• _INSTRUCTION_
Repeat the records below exactly.
####################
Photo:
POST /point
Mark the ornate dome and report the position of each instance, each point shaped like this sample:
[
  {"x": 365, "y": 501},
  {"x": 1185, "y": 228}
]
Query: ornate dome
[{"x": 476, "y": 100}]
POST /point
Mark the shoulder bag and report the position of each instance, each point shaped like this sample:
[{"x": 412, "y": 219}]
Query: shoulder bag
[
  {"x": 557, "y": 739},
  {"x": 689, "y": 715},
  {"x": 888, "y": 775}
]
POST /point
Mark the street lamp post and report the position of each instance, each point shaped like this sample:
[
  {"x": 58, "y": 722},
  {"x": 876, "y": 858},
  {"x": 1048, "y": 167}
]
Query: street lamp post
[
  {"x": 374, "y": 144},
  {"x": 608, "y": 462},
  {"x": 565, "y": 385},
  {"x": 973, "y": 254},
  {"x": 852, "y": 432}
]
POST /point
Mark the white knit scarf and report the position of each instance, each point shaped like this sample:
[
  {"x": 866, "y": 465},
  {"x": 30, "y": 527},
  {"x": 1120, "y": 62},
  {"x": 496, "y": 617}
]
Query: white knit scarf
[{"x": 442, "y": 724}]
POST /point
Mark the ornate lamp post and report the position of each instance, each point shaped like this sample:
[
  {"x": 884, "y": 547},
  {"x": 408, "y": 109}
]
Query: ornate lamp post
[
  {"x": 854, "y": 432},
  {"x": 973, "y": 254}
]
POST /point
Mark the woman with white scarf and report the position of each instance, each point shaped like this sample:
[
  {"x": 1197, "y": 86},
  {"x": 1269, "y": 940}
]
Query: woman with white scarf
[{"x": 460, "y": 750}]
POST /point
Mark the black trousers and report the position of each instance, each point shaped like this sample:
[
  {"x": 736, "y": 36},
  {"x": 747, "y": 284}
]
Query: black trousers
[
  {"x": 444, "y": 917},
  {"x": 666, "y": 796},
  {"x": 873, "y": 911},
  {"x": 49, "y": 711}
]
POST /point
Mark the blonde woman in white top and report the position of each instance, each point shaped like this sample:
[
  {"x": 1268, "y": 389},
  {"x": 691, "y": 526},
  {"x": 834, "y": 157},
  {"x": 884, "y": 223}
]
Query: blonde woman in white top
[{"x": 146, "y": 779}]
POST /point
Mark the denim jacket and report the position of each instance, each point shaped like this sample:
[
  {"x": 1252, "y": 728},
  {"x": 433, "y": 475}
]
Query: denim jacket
####################
• _FINISHED TASK_
Photo:
POST /point
Mark the ornate dome and report the position of each instance, each point shaped like this sample:
[
  {"x": 365, "y": 501},
  {"x": 1185, "y": 228}
]
Query: ornate dome
[{"x": 476, "y": 100}]
POST /point
Mark the shoulder bag and report the position of each instance, each point shaped like this sample:
[{"x": 412, "y": 219}]
Query: shoulder bag
[
  {"x": 557, "y": 739},
  {"x": 689, "y": 715},
  {"x": 888, "y": 775}
]
POST /point
Mark the street lamp post and report the position of each instance, each point shaped like this sample:
[
  {"x": 58, "y": 722},
  {"x": 876, "y": 858},
  {"x": 1048, "y": 167}
]
Query: street lamp post
[
  {"x": 374, "y": 144},
  {"x": 608, "y": 462},
  {"x": 565, "y": 385},
  {"x": 973, "y": 254},
  {"x": 852, "y": 432}
]
POST /point
Mark the white knit scarf and report the position of each instance, each point shaped like this sample:
[
  {"x": 866, "y": 465},
  {"x": 30, "y": 527},
  {"x": 1120, "y": 62},
  {"x": 496, "y": 617}
]
Query: white knit scarf
[{"x": 442, "y": 724}]
POST /point
Mark the ornate lamp post and report the position of each instance, each point shaped like this sample:
[
  {"x": 884, "y": 547},
  {"x": 408, "y": 109}
]
Query: ornate lamp post
[
  {"x": 854, "y": 432},
  {"x": 973, "y": 254}
]
POST /point
Mark the woman with white scarf and report the position of each instance, each point shaped like this sample:
[
  {"x": 1197, "y": 86},
  {"x": 1269, "y": 940}
]
Query: woman with white scarf
[{"x": 460, "y": 750}]
POST /point
Mark the black trousers and report the position of each instance, each point shaped like this sample:
[
  {"x": 736, "y": 36},
  {"x": 747, "y": 284}
]
Query: black trousers
[
  {"x": 444, "y": 917},
  {"x": 666, "y": 796},
  {"x": 873, "y": 911},
  {"x": 49, "y": 711}
]
POST /point
Mark the blonde woman in white top and report the position of each instance, each point shaped like this sample:
[
  {"x": 1268, "y": 389},
  {"x": 691, "y": 526},
  {"x": 834, "y": 157},
  {"x": 884, "y": 223}
]
Query: blonde woman in white top
[{"x": 146, "y": 779}]
POST /point
Mark the denim jacket and report the position of each instance, each point shaped like this sample:
[
  {"x": 1252, "y": 728},
  {"x": 433, "y": 475}
]
Query: denim jacket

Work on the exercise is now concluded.